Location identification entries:
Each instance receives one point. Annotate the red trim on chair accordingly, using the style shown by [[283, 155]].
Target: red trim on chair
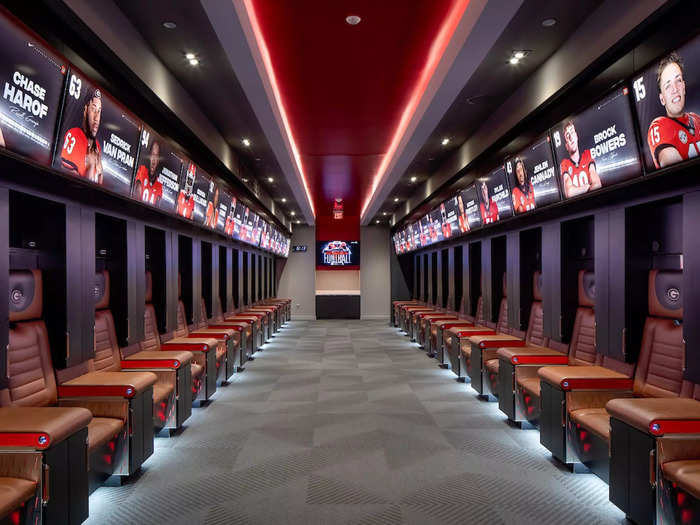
[[125, 391], [485, 331], [539, 359], [192, 347], [659, 427], [593, 383], [36, 440], [151, 363], [499, 343]]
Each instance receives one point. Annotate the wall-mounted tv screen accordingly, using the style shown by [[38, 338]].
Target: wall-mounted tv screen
[[32, 84], [597, 147], [532, 177], [494, 197], [338, 254], [98, 138], [449, 211], [667, 96], [469, 209], [157, 179]]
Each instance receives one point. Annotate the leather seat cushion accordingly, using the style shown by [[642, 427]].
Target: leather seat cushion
[[531, 385], [197, 370], [101, 430], [492, 366], [161, 391], [597, 420], [14, 492], [686, 473]]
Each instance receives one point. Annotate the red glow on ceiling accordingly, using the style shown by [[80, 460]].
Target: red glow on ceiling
[[347, 94]]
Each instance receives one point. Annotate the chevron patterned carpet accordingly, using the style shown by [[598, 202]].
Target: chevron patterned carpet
[[345, 422]]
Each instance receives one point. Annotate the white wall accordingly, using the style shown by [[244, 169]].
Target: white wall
[[375, 274], [298, 280]]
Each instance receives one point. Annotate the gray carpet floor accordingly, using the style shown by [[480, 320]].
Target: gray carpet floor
[[348, 422]]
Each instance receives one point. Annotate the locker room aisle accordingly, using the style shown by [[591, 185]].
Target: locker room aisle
[[347, 422]]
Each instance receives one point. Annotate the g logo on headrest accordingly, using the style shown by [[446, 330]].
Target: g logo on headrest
[[673, 294], [16, 296]]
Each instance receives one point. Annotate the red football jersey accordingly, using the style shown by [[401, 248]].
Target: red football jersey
[[74, 151], [185, 206], [523, 202], [150, 192], [578, 172], [681, 133], [491, 215]]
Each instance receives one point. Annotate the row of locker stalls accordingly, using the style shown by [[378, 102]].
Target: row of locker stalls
[[69, 242], [620, 243]]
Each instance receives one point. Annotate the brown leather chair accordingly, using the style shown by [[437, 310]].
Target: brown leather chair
[[172, 369], [659, 373], [519, 365], [677, 478]]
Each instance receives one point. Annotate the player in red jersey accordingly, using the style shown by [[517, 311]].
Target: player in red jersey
[[524, 192], [212, 216], [488, 207], [147, 187], [230, 223], [185, 199], [579, 173], [676, 136], [81, 151]]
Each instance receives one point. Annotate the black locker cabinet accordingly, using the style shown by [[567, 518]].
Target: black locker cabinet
[[136, 283], [611, 296], [691, 285], [551, 280]]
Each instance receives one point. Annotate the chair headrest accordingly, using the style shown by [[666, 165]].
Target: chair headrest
[[26, 295], [665, 296], [537, 286], [101, 290], [586, 288], [149, 287]]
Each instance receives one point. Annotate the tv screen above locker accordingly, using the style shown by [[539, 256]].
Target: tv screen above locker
[[97, 139]]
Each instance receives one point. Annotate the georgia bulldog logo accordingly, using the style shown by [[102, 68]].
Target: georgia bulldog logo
[[336, 253]]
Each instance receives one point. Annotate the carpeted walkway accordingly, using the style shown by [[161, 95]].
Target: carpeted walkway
[[347, 422]]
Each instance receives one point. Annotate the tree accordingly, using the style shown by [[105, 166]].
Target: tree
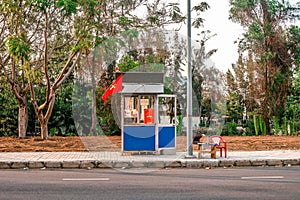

- _REQUEST_: Please put each line of the entries above into a JSON list of strings, one string per line, with blank lines and the pictures left out.

- _COMPLETE RESPONSE_:
[
  "Each instance receives one point. Annotate the red trim on chair accordingly, using the style shown by [[283, 155]].",
  "Target: red trim on chair",
  "[[125, 391], [485, 331], [539, 359], [192, 347], [659, 427], [593, 383], [36, 440], [151, 363], [499, 343]]",
  "Each instance receives one point. Annotate the wall-mounted tv screen accordingly, using the style shown by [[38, 338]].",
  "Target: wall-mounted tv screen",
  "[[32, 84], [597, 147], [532, 177], [494, 197], [338, 254], [98, 138], [449, 211], [667, 96], [469, 209], [157, 179]]",
  "Each instance receives one point. Annotate the leather seat cushion accordingly, using the style shown by [[642, 427]].",
  "Target: leather seat cushion",
  "[[531, 385], [197, 370], [101, 430], [492, 366], [161, 391], [597, 420], [14, 492], [686, 473]]",
  "Each instance receives one point. Annotate the red glow on ceiling accordingly, using the style shown by [[80, 460]].",
  "Target: red glow on ceiling",
  "[[347, 94]]",
  "Each instance receives one point. Annotate the chevron patterned carpet accordingly, using the style shown by [[598, 202]].",
  "Target: chevron patterned carpet",
  "[[345, 422]]",
  "Each instance receives one point. Annotate the white wall accordingly, using the style shown by [[244, 169]].",
  "Target: white wall",
  "[[375, 274], [298, 280]]",
  "Each instance receives one point. Annotate the gray carpet floor accordingly, using the style shown by [[480, 320]].",
  "Target: gray carpet floor",
  "[[348, 422]]",
  "Each instance receives one point. Annotate the locker room aisle accordingly, using the style shown by [[591, 185]].",
  "Target: locker room aisle",
  "[[347, 422]]",
  "Each instance receives one point. Annotate the g logo on headrest accordingly, using the style shown by [[446, 330]].",
  "Target: g logo on headrest",
  "[[673, 294], [16, 296]]",
  "Each instance receives one point. Annotate the red football jersey accordingly, using the style shown by [[401, 248]].",
  "Target: red football jersey",
  "[[74, 151], [185, 206], [523, 202], [150, 192], [578, 172], [681, 133], [491, 215]]",
  "Each instance receives one point. Annotate the row of locker stalls accordingly, using the style shown by [[378, 102]].",
  "Target: row of locker stalls",
  "[[69, 242], [620, 243]]",
  "Each instance receives one point. Annotate the brown leather chair accordingly, using the style shown by [[437, 310]].",
  "Target: brown leather chair",
  "[[172, 369], [659, 373], [519, 365], [677, 478]]",
  "Each instance receives one point. Annotate the player in red jersey accordingly, using the style shown by [[517, 311]].",
  "Target: player in red jersey",
  "[[524, 192], [212, 216], [488, 207], [147, 187], [230, 223], [185, 199], [579, 173], [676, 136], [81, 151]]",
  "Each instance receives one point. Annotate the black locker cabinet accordingly, using the style shown by [[567, 518]].",
  "Target: black locker cabinet",
  "[[136, 283], [611, 296], [691, 285], [551, 280]]",
  "Each instance receives one point. Annotate the chair headrest accordingly, using the style shown by [[666, 165]].",
  "Target: chair headrest",
  "[[26, 295], [665, 296], [537, 286], [101, 290], [586, 288], [149, 287]]",
  "Each instance receives one point. Annotate the tv screen above locker accordingly, using the style shown by [[539, 256]].",
  "Target: tv screen above locker",
  "[[97, 139]]",
  "Each instance receives one point. Annotate the georgia bulldog logo accordingly, using the style shown by [[102, 68]].",
  "Target: georgia bulldog logo",
  "[[336, 253]]",
  "Each instance receives one point. Annotate the carpeted walkway accordingly, using the style shown by [[161, 95]].",
  "Target: carpeted walkway",
  "[[347, 422]]",
  "Each instance receives one point. Annotate the tree accordingly, using the style shown by [[105, 166]].",
  "Target: tree"
]